> _Prompt_: Rewrite the data below, changing each "gets one point" to "receives a single point" and keeping everything else the same. Leave the pictures out of your version.

____ Data section

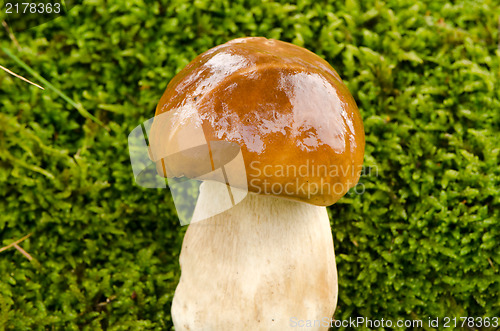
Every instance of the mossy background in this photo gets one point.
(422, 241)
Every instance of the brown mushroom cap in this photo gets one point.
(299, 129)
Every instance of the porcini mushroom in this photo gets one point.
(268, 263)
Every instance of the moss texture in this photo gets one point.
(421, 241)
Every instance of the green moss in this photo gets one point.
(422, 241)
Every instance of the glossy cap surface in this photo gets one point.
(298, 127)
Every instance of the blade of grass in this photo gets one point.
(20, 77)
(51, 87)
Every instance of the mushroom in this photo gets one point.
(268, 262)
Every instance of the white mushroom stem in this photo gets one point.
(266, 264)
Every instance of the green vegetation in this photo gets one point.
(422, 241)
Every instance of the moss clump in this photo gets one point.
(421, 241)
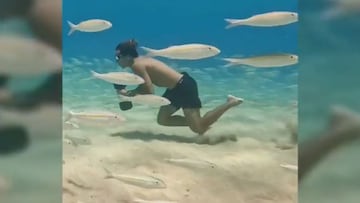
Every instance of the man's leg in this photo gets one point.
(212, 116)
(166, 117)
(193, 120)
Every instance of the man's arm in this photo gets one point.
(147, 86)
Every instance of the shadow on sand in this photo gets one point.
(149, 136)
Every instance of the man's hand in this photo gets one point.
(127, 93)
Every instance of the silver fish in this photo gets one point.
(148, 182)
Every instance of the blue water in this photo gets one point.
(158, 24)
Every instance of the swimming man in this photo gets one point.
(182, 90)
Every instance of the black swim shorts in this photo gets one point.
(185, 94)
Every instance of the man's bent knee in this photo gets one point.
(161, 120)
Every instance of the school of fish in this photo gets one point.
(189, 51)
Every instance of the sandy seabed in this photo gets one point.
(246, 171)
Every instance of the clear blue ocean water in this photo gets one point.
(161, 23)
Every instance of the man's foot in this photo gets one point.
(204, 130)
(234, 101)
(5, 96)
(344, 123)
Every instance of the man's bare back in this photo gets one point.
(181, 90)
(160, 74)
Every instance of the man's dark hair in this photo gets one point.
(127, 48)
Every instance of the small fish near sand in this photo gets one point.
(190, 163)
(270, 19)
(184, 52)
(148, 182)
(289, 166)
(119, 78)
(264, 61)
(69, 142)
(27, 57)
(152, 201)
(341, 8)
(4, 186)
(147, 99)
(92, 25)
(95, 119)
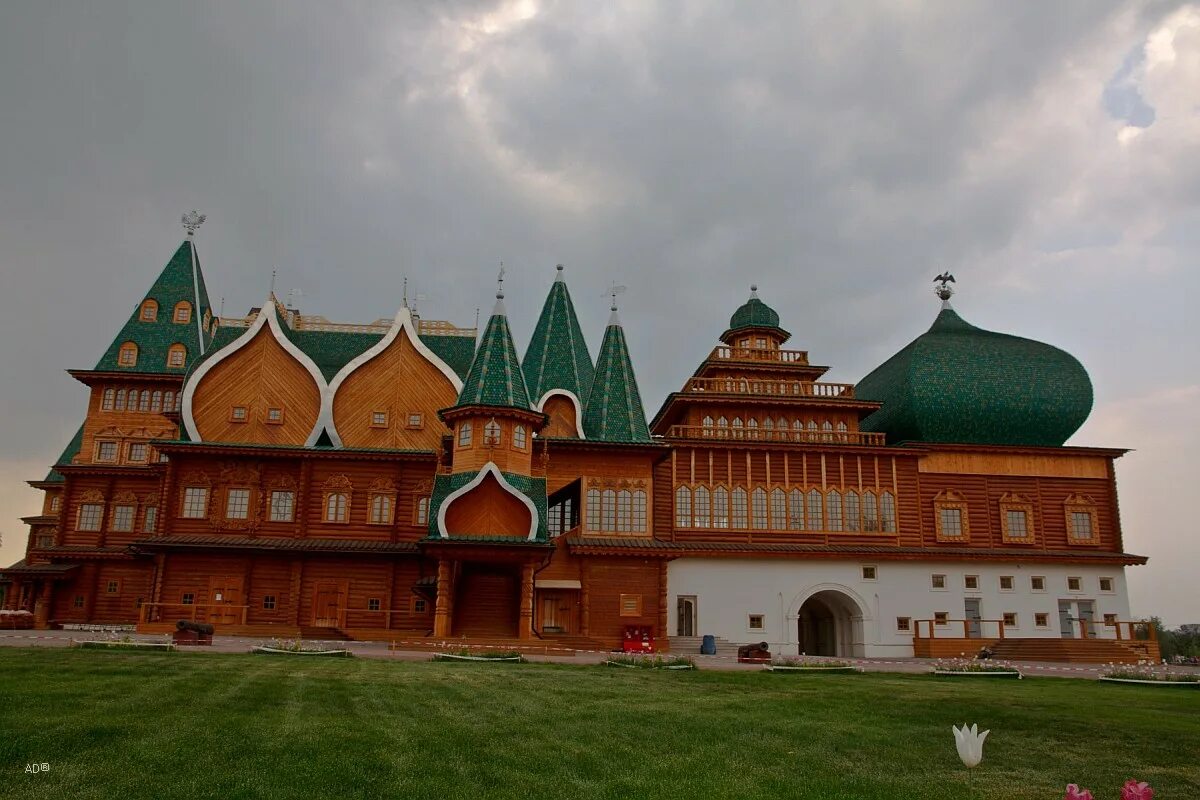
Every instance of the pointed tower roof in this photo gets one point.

________

> _Task answer_:
Every instance of the mossy background in this photo receives a single point.
(422, 241)
Every instance of the brown mushroom cap in this photo receives a single point.
(299, 129)
Every instance of the porcini mushroom in this photo receives a single point.
(268, 263)
Every instance of the moss texture in this photo receives a single point.
(421, 241)
Every instance of the green moss in this photo receives a single point.
(422, 241)
Every instance of the glossy cap surface in this photo receives a single point.
(298, 127)
Every instance of the blade of grass in this photo receives a single point.
(20, 77)
(51, 87)
Every instance of the mushroom in this photo receives a single point.
(268, 262)
Every instance of the white mushroom stem in this photo receives a single point.
(266, 264)
Every instance of the green vegetation in this photo receives a single point.
(422, 241)
Every instance of the moss clump in this photo receives a single point.
(421, 241)
Every instance of the man's leg in this photo receives a single point.
(212, 116)
(166, 117)
(193, 120)
Every instance of the man's arm in this photo receives a single point.
(147, 86)
Every instance of the shadow on sand in this photo receives a single point.
(149, 136)
Every instance of the man's hand in this photo receives a single point.
(127, 93)
Every instance of the silver fish in this photo receives a single point.
(148, 182)
Every instance of the blue water in this photo receives a single point.
(158, 24)
Every instance of the swimming man in this photo receives a single point.
(182, 90)
Every instance of the black swim shorts in this photo receives a single point.
(185, 94)
Every instance of the man's bent knee in this photo receives a single point.
(161, 120)
Every instance of the school of fish in this photo receives a single point.
(189, 51)
Every instance of the sandy seabed in this photo receives a single point.
(246, 171)
Every instance of the clear blue ocean water in this photo receives a single point.
(161, 23)
Every instance of the man's foot in this photo receives a single point.
(204, 130)
(234, 101)
(5, 96)
(344, 123)
Every instance of the man's bare back in this photo receives a single point.
(181, 90)
(160, 74)
Every instance of the man's dark hair in this photo receives a single point.
(127, 48)
Every instance of the small fish near sand in this photo receives a single point.
(190, 163)
(270, 19)
(184, 52)
(148, 182)
(289, 166)
(119, 78)
(264, 61)
(69, 142)
(27, 57)
(152, 201)
(341, 8)
(4, 186)
(147, 99)
(92, 25)
(95, 119)
Every instance of the pointed tower roof in this photo receives a single point.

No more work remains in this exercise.